### TASK INPUT
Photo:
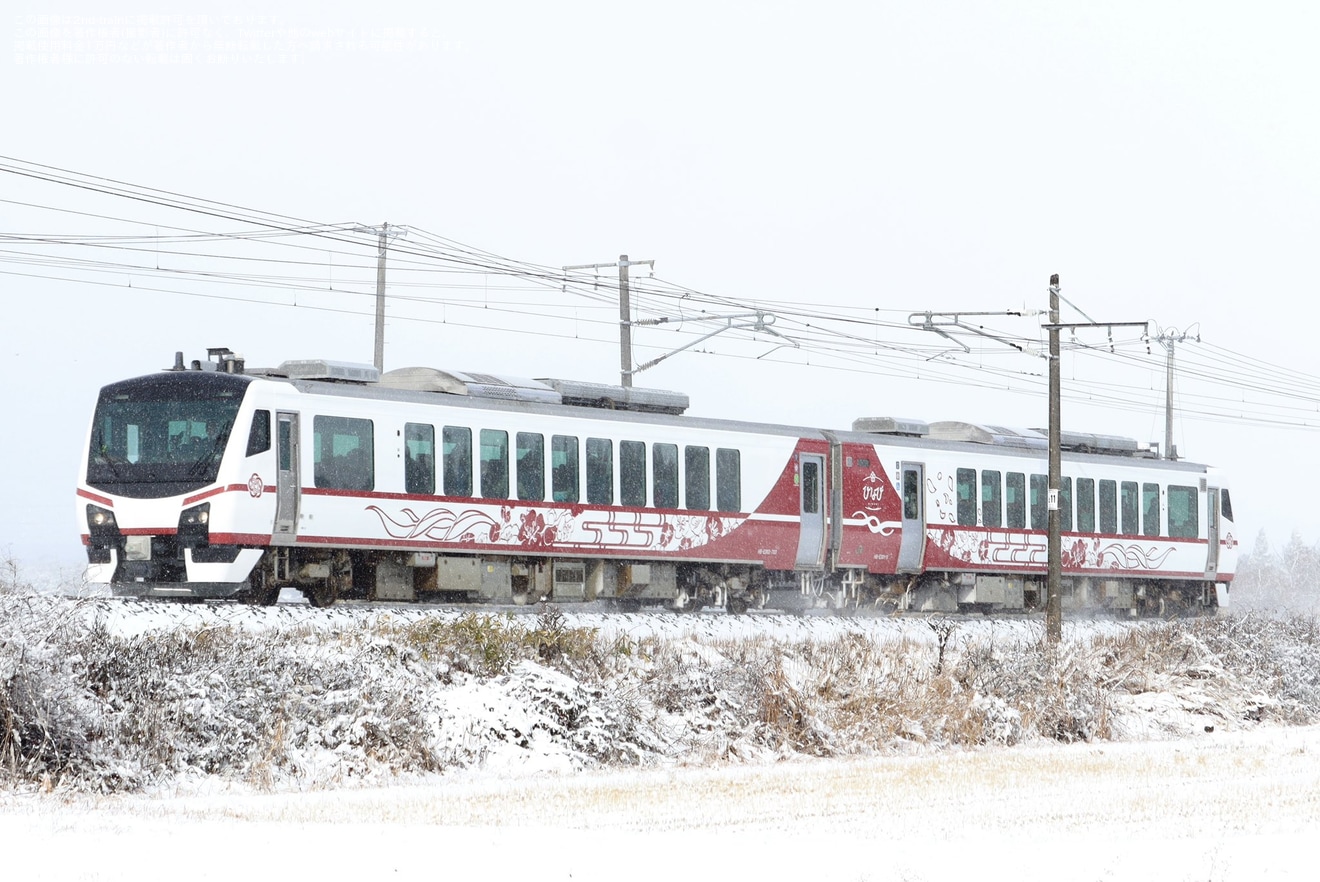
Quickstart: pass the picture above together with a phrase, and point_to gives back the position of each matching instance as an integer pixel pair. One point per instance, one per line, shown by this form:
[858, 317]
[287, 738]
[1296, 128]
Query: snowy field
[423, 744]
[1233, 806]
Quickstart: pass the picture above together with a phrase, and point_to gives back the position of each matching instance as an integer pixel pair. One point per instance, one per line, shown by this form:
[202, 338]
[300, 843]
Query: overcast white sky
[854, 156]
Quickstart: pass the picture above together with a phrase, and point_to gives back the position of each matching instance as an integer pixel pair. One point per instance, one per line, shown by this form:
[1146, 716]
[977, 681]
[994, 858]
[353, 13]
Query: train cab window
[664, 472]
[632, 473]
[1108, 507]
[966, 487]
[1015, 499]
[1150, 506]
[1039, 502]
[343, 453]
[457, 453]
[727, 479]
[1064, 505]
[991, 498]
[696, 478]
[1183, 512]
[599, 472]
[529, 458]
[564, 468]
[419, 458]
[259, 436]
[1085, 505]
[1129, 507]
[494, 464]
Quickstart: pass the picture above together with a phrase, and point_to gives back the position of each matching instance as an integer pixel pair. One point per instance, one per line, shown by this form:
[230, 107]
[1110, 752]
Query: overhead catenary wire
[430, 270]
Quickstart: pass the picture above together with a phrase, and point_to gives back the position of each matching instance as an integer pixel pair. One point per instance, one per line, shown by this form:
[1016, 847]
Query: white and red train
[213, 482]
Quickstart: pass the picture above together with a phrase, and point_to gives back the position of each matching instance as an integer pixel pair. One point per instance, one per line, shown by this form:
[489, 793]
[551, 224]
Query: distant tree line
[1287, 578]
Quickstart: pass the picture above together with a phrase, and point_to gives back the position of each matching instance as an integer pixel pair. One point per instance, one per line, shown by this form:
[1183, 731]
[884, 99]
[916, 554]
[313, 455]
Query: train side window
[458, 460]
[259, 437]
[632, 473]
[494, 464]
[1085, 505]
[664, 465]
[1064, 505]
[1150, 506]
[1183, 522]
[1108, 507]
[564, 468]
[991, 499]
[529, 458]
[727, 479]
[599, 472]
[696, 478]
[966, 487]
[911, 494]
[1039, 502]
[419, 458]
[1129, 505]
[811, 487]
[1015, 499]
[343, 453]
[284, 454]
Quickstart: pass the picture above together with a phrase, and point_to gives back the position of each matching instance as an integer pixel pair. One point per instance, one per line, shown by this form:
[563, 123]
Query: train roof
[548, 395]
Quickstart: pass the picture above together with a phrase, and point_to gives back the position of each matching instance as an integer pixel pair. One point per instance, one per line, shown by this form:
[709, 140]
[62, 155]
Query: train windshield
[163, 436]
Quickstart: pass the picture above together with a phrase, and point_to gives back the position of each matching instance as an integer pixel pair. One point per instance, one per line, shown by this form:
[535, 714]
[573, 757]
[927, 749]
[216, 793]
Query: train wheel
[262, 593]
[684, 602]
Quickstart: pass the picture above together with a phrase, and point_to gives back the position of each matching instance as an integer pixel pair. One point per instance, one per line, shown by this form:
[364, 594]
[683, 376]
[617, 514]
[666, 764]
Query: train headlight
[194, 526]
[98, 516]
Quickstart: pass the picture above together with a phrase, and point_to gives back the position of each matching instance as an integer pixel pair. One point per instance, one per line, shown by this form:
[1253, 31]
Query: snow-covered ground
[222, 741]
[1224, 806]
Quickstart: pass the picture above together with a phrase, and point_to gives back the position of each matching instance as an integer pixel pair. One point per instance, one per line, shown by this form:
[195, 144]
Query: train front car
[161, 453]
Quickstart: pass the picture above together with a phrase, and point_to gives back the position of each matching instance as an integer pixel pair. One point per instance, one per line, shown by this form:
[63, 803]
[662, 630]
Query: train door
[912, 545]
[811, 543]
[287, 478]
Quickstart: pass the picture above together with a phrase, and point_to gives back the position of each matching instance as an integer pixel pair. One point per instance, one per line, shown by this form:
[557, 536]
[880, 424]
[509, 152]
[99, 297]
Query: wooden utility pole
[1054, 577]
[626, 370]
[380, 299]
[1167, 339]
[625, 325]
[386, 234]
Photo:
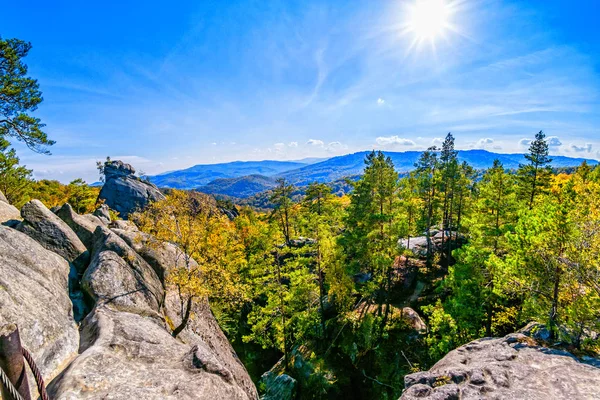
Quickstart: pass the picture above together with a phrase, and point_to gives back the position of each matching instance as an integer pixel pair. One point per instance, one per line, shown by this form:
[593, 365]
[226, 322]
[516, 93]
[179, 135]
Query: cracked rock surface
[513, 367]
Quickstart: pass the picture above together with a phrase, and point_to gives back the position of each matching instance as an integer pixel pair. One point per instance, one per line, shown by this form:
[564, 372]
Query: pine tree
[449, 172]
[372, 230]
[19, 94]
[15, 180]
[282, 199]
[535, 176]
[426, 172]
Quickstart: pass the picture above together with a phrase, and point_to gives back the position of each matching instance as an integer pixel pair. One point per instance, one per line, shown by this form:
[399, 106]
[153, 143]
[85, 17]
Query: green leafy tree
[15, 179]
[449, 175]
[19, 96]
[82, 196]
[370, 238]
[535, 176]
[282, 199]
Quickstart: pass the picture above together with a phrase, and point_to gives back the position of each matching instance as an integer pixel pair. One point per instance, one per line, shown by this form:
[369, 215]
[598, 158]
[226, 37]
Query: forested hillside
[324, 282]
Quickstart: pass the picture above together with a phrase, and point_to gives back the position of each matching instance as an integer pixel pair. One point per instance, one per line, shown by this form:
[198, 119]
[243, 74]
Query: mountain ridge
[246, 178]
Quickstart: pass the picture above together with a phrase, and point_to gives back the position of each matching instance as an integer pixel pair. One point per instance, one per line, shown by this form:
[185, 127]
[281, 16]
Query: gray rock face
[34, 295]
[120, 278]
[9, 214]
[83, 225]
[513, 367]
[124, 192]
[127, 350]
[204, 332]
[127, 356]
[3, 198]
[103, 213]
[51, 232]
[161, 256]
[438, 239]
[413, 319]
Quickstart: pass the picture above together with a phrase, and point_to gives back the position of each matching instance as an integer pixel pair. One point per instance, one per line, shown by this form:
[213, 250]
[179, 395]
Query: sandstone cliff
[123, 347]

### EXERCISE
Quote everything in the listing above exactly; pictures are the only thing to omit.

### OUTPUT FOR THIS EXERCISE
Photo:
Quickstart: pass the picture above together with a phrase, and point_to gives back the position of each matching instance as an integer pixel pair. One point per instance, one per line, shown by this form:
[858, 317]
[287, 738]
[1296, 128]
Query: snowy field
[423, 744]
[1233, 806]
Quickstart: pass the picture above together with a phrase, and point_to gives back the position of each matching instance as an integer pixel pair. One point per instance, one per line, shown by this form:
[202, 338]
[300, 843]
Query: overcast white sky
[854, 156]
Quickstart: pass the picture above together with a phrase, and point_to gives back the position of each matching instance as an integer pixel pair. One point per instance, one per line, shown by this form:
[1146, 716]
[977, 681]
[994, 858]
[353, 13]
Query: train cab window
[664, 472]
[632, 473]
[1108, 507]
[966, 487]
[1015, 499]
[1150, 506]
[1039, 502]
[343, 453]
[457, 453]
[727, 479]
[1064, 505]
[991, 498]
[696, 478]
[1183, 512]
[599, 472]
[529, 458]
[564, 468]
[419, 458]
[259, 436]
[1085, 505]
[1129, 507]
[494, 464]
Quickstart: pass the picture above together with a phrase, and point_to gives back the position of each matching instance as an integer pixel pair. One point per instance, one per line, shown by this form:
[230, 107]
[1110, 752]
Query: overhead catenary wire
[430, 270]
Quickstart: pass the picture above together with a phrase, and point_to gives back the position of each matching instance as an integer pixel pair. One point per instance, one per line, shown by this form:
[1016, 847]
Query: white and red train
[213, 482]
Quickstart: pass the picture above together with a phrase, and point_to gives back the position of each matching instance as an integer pixel pair. One point per instance, one per line, shown by this form:
[489, 793]
[551, 224]
Query: distant tree line
[1287, 578]
Quickstart: pass the picture above together with a phrase, and point_to gives back the position of each matching instance as an integer pixel pair. One point per instance, one per line, shown by this form:
[1183, 731]
[884, 99]
[916, 554]
[313, 455]
Query: train side window
[458, 460]
[259, 437]
[632, 473]
[494, 464]
[1085, 505]
[664, 465]
[1064, 505]
[1150, 506]
[1183, 522]
[1108, 507]
[564, 468]
[991, 499]
[529, 458]
[727, 479]
[599, 472]
[696, 478]
[966, 487]
[911, 494]
[1039, 502]
[419, 458]
[1129, 505]
[811, 487]
[1015, 499]
[343, 453]
[284, 454]
Quickstart: pass the picture above together with a phrase, and point_to gives back the position of each matching instance as an integer pixel pair. One point per instance, one per line, shown by this form:
[563, 123]
Query: train roof
[548, 395]
Quickstart: pass the picture above together with a phrase, and point_to gives back the position of each matching instance as an integer pixel pair. One point per instance, one per line, shown by this form:
[709, 140]
[62, 155]
Query: train windshield
[163, 436]
Quickstart: pass the picture above together with a phrase, and point_to gives back the position of each matching instance as an integer pixel pair. One point per instance, one per line, shown by this form:
[535, 714]
[573, 757]
[927, 749]
[216, 793]
Query: train wheel
[262, 593]
[684, 602]
Quickstart: pass the picture above together with a phrase, and point_to gives back the position of each matching instance as an integer pixel pair. One point per instance, one per line, shown by this form:
[364, 594]
[683, 376]
[617, 514]
[666, 764]
Query: train headlight
[194, 526]
[98, 516]
Quickstart: pass the picture above together with a phrase, and point_to gives back the position of each matching instance as an integer pixel pair. One point per instance, one per line, shown by this form:
[1253, 31]
Query: snow-covered ground
[222, 741]
[1224, 806]
Quickstart: pass the picture above together with a phrase, and point_to gives back the position of each matching instance as an integer pixel pair. One point per instance, one per line, shown by this form:
[195, 144]
Query: train front car
[161, 453]
Quickstart: pass the picture above together with a phrase, and point_to gives back the position of each matching instance as an integer pixel pair. One point per instance, one per line, shown by this form:
[63, 803]
[662, 630]
Query: train door
[912, 545]
[811, 543]
[287, 478]
Quickstart: pass the picture above together with a phrase, and point_to gives back the position of each matching instance as an integer pixel pair. One point per instance, one per line, shown by this form:
[557, 536]
[880, 424]
[509, 152]
[99, 297]
Query: wooden utility pole
[1054, 577]
[626, 370]
[380, 299]
[1167, 339]
[625, 325]
[386, 234]
Photo:
Quickstart: pass the picture above together with a phrase, and point_to gives back the position of each matching instance as an integer pixel pair. One point per instance, one per line, shown by this form:
[593, 365]
[226, 322]
[516, 93]
[179, 135]
Query: cracked rock surface
[513, 367]
Quickstart: pass the picture above together with a phrase, and point_to gives back the position of each matching instance as an integer pixel pair. One point per instance, one per line, shown by this form:
[564, 372]
Query: pine tree
[449, 172]
[372, 230]
[19, 94]
[15, 180]
[282, 199]
[535, 176]
[426, 172]
Quickstart: pass the picture above together with a phrase, and point_to gives back the position of each matching instance as an integer pixel pair. One point per instance, one per line, shown by this form:
[399, 106]
[153, 143]
[85, 17]
Query: green leafy tree
[15, 179]
[449, 175]
[19, 96]
[82, 196]
[370, 238]
[535, 176]
[282, 199]
Quickstart: pass the picture above together with a phrase, and point_to gives back the position of each matching instance as an integer pixel pair. One point per instance, one per line, shown by this form:
[369, 215]
[598, 158]
[226, 37]
Query: forested hillside
[324, 282]
Quickstart: pass the picture above together with a phrase, and point_to gives back the position of each matching instance as an integer pixel pair. One point per instance, one per line, shown by this form:
[198, 119]
[243, 74]
Query: mountain ridge
[246, 178]
Quickstart: pass the picture above together with a phrase, and point_to gives back the position of each matching instance as an integer pixel pair. One point per instance, one per line, shown by this form:
[185, 127]
[281, 16]
Query: gray rock face
[34, 295]
[120, 278]
[9, 214]
[83, 225]
[513, 367]
[124, 192]
[127, 350]
[204, 332]
[127, 356]
[3, 198]
[103, 213]
[51, 232]
[161, 256]
[438, 239]
[413, 319]
Quickstart: pass the picture above together with a phrase, and point_to gives back the position of each matching instance as an integer pixel pair. One point per instance, one per line, shown by this form:
[213, 250]
[179, 395]
Query: sandstone cliff
[123, 347]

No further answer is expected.